Verilen Görev A
Kitap okuma üzerine yazılmış metne göre anlatıcı bitirdiği her kitapta ne hissediyor?
Verilen Görev B
Kitap okuma üzerine yazılmış metinde "Her bitirdiğim kitapta" ile başlayıp "sevmek sevilmek istiyorsun." ile biten bölümü olduğu gibi tekrarlayın.

#### Verilen Metin ####

Her bitirdiğim kitapta bir dostumu daha kaybetmişim gibi hissediyorum. İster mutlu hayatlarına devam etsinler, isterlerse hayatın acı denizinin derinliklerinde kaybolsunlar. İçimde bıraktıkları his aynı.
Bir süre için birinin tüm hayatına tanık oluyor zaaflarını, iyi olduğu şeyleri, nelere üzüldüğünü, en sevdiklerini sevmediklerini, saçlarını, ağzını yani onda ne varsa onu öğreniyorsun, şansın varsa o sen oluyorsun ya da anlattıklarından biri. Beni bir yerden alıp başka bir yere fırlatıyor, kaldırıp kendine gel deyip ağlatıyor. Tutkularını deşiyor, anneni özlüyor, yaşadığın aşkın anlamını soruyor, sevmek sevilmek istiyorsun.

#### Veri Listesi ####

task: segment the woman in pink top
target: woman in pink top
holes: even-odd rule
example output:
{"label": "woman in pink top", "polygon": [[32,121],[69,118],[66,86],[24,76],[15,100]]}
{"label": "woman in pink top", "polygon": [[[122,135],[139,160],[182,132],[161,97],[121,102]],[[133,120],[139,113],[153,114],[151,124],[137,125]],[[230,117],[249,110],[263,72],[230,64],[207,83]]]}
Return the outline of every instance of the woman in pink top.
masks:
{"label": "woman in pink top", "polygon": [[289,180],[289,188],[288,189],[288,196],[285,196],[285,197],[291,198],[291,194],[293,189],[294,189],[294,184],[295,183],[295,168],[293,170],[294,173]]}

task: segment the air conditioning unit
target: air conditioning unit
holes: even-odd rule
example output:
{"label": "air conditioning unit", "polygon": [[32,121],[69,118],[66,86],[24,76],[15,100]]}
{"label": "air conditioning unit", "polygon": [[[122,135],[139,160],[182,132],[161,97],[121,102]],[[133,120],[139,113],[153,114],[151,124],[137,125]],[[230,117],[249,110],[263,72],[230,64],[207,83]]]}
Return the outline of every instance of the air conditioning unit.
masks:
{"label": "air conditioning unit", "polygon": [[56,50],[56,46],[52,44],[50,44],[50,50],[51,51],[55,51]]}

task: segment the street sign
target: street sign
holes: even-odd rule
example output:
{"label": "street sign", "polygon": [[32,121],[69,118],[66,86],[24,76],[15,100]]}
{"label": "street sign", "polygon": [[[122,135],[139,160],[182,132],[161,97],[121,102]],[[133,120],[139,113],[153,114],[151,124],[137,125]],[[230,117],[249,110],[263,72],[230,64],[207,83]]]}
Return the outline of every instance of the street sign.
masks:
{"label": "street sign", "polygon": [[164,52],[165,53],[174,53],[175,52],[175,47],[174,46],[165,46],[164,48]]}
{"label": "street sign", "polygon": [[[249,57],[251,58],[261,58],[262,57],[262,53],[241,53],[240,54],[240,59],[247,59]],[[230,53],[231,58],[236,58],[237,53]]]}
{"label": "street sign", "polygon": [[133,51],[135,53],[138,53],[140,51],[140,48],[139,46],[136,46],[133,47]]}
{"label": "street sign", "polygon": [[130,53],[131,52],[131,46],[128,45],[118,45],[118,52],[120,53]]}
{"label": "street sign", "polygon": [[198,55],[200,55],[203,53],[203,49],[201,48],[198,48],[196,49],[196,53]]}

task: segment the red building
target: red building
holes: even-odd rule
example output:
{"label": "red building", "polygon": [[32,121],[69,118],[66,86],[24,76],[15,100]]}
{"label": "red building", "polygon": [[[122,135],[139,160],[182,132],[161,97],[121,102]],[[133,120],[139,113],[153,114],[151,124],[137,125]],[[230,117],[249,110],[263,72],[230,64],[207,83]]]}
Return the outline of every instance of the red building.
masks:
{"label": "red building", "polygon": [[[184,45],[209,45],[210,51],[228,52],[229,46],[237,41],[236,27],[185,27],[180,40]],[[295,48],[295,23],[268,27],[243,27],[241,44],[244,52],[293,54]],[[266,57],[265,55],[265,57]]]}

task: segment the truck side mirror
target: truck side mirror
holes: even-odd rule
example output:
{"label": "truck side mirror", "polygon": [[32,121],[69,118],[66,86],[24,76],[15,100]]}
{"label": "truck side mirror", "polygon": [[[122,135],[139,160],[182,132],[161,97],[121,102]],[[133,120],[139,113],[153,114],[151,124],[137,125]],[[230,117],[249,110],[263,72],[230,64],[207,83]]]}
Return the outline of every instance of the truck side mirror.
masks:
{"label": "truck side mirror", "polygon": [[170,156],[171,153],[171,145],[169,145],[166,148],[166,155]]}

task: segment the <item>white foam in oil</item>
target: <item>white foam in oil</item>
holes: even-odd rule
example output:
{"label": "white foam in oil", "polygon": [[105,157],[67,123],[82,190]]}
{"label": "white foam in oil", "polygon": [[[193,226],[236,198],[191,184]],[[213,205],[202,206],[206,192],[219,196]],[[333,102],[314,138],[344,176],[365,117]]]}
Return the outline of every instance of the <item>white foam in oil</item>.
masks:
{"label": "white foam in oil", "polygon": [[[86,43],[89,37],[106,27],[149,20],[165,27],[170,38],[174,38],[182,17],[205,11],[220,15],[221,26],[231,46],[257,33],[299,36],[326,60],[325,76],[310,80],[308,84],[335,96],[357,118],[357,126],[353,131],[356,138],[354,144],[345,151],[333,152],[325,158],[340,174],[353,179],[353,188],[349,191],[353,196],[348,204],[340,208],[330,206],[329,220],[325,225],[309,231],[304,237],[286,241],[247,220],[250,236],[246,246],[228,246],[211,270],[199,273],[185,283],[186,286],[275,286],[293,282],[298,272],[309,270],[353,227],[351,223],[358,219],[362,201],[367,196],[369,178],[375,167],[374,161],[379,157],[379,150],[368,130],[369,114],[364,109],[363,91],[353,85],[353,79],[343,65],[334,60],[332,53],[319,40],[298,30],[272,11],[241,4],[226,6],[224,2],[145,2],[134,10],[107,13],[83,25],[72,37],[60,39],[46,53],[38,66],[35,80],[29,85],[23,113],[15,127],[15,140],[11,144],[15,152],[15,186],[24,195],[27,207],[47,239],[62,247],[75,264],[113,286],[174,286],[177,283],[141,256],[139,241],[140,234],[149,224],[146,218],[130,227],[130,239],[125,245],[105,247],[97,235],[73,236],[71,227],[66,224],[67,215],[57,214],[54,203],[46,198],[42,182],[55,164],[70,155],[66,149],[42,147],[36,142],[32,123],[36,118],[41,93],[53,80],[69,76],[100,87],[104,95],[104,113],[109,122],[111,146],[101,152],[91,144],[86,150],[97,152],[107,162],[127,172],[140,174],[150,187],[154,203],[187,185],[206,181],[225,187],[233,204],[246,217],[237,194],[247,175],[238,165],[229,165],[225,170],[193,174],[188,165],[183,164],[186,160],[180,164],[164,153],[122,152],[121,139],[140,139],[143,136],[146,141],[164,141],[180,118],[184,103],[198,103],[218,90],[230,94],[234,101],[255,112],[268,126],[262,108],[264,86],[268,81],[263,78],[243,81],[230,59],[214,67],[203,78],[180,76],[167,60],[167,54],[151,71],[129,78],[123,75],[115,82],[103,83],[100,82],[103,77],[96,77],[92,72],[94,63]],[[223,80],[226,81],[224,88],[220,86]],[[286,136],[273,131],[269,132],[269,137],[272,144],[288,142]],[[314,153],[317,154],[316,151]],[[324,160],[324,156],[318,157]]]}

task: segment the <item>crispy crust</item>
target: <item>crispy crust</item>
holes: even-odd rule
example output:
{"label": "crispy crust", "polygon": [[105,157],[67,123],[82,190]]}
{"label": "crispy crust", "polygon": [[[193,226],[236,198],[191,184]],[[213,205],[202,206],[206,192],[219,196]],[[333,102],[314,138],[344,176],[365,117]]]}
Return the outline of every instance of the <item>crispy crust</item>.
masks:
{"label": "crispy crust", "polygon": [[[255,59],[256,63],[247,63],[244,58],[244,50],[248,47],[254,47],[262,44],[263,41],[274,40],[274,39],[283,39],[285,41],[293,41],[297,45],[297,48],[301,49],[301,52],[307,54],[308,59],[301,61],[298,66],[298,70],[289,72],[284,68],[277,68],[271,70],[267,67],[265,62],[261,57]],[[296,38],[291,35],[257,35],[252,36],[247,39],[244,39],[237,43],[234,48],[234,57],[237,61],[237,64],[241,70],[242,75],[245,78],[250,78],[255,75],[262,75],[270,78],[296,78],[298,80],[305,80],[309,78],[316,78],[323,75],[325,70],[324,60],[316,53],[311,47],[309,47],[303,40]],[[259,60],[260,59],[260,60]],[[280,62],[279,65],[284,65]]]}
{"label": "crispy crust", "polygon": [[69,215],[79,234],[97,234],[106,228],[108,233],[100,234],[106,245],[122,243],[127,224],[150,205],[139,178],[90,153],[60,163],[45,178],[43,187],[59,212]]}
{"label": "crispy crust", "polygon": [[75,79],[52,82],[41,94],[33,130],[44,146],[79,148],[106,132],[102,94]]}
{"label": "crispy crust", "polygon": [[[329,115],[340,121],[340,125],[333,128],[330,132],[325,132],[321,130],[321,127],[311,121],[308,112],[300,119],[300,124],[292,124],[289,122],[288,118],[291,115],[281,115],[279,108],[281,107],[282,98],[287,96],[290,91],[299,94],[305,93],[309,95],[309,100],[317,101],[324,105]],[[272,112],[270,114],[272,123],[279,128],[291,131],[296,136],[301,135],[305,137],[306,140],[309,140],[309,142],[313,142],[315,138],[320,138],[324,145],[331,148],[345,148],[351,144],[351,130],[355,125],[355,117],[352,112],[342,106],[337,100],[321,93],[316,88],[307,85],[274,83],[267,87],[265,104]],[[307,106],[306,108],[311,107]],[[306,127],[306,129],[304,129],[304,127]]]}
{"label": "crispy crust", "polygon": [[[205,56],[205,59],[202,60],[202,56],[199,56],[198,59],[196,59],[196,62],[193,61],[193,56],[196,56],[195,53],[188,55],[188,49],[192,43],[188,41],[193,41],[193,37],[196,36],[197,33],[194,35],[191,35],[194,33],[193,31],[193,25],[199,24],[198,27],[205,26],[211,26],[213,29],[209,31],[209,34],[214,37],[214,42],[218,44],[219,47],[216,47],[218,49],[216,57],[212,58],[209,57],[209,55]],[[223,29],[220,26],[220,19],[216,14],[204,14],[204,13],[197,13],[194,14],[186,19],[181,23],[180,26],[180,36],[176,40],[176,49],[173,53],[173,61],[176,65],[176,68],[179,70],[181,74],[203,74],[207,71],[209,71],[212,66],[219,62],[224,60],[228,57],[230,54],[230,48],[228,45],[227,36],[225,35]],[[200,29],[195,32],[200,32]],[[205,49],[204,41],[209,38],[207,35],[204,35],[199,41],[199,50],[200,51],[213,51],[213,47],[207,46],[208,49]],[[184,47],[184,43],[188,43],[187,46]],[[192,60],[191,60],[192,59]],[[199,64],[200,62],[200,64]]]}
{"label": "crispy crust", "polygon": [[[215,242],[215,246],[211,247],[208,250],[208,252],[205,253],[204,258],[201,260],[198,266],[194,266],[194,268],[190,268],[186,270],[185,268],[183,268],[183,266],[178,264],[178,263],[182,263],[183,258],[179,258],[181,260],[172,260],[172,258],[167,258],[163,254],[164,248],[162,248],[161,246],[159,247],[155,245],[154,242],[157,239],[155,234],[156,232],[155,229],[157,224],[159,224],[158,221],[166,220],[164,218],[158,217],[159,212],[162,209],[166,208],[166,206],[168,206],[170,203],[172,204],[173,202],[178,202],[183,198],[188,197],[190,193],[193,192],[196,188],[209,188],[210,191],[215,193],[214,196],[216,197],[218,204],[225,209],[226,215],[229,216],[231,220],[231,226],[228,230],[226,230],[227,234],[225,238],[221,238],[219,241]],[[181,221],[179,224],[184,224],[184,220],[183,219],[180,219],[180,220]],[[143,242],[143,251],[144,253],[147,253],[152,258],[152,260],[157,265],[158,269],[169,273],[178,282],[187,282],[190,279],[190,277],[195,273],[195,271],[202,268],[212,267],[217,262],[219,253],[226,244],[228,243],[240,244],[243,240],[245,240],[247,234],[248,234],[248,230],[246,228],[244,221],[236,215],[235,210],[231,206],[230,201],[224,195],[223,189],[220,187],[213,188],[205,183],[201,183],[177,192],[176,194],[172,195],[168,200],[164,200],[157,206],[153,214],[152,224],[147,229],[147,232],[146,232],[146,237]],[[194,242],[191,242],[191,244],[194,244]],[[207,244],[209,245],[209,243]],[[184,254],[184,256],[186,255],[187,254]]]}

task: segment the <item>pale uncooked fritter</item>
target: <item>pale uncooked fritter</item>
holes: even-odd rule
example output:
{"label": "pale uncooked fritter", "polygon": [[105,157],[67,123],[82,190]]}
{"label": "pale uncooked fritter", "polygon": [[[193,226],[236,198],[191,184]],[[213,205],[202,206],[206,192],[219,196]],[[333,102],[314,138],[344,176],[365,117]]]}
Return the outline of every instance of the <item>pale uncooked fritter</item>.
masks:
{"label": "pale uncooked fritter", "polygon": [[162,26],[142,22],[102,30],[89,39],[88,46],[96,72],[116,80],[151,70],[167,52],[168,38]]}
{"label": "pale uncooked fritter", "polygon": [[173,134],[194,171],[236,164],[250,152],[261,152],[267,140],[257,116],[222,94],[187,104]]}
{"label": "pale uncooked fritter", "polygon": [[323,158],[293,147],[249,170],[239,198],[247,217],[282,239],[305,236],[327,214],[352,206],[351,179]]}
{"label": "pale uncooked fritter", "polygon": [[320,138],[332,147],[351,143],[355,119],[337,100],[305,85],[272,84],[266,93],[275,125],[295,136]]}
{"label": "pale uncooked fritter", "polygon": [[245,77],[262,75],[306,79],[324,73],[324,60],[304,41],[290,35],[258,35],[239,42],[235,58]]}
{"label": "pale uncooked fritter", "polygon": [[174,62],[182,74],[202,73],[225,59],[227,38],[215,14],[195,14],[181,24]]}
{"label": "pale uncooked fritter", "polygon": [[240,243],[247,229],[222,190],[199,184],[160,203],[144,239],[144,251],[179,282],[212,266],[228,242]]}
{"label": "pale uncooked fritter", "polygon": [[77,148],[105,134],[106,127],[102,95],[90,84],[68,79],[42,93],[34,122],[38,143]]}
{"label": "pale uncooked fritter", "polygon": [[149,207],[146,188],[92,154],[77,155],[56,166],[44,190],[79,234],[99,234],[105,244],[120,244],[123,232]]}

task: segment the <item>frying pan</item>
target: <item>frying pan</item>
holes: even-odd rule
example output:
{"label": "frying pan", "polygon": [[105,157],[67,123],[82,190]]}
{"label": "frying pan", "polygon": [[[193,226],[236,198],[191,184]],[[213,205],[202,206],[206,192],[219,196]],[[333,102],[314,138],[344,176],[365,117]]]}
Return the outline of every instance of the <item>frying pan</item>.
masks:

####

Doğru Yanıt A
Bir dostunu daha kaybetmiş gibi hissediyor.

Doğru Yanıt B
Her bitirdiğim kitapta bir dostumu daha kaybetmişim gibi hissediyorum. İster mutlu hayatlarına devam etsinler, isterlerse hayatın acı denizinin derinliklerinde kaybolsunlar. İçimde bıraktıkları his aynı.
Bir süre için birinin tüm hayatına tanık oluyor zaaflarını, iyi olduğu şeyleri, nelere üzüldüğünü, en sevdiklerini sevmediklerini, saçlarını, ağzını yani onda ne varsa onu öğreniyorsun, şansın varsa o sen oluyorsun ya da anlattıklarından biri. Beni bir yerden alıp başka bir yere fırlatıyor, kaldırıp kendine gel deyip ağlatıyor. Tutkularını deşiyor, anneni özlüyor, yaşadığın aşkın anlamını soruyor, sevmek sevilmek istiyorsun.